▸ TASK INPUT
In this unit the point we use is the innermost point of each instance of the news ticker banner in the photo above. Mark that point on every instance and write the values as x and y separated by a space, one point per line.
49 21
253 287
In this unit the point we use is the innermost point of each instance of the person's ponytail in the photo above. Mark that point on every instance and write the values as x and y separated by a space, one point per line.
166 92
* * *
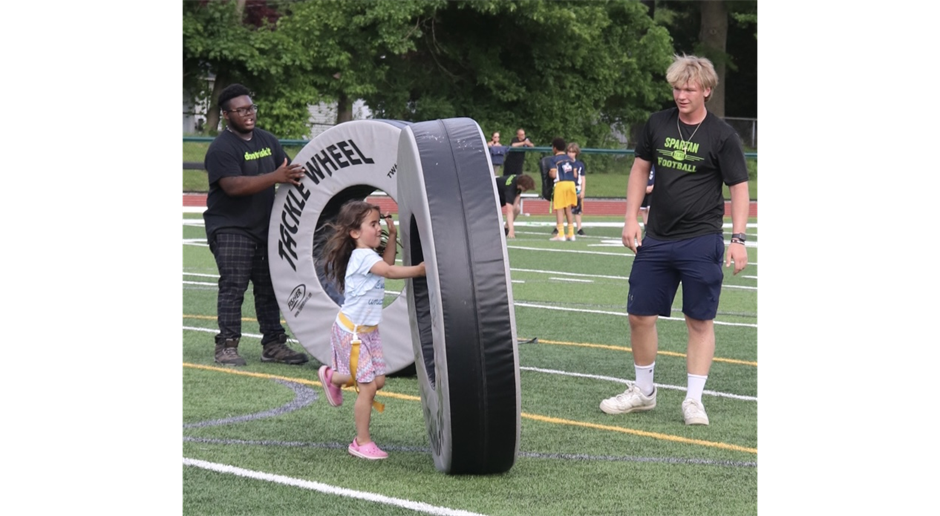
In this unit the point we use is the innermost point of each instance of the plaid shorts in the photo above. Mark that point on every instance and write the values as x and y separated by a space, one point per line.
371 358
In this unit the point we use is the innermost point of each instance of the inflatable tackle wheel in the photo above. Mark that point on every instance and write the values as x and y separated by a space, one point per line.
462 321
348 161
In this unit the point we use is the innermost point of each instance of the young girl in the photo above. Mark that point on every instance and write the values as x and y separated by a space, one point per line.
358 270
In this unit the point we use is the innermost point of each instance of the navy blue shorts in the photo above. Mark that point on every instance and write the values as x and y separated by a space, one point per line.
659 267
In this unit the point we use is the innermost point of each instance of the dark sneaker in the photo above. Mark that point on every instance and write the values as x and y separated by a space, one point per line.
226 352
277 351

▸ REQUIRED WORK
Identify each line in the records above that contains the string "shorts", matching case exactly, and copy those lines in full.

▸ COMPLETED EXERCISE
In this unit the point we use is the innermost point of each instance of the plaid shorts in the photo above. Mark that point on every instance and write the values as x and y separated by a space, one point per line.
In this unit the point we use is the innermost point of each instance of the navy blue shorts in the photo above. Mark that point on every instance and write the values as x and y separated by a space, one point per line.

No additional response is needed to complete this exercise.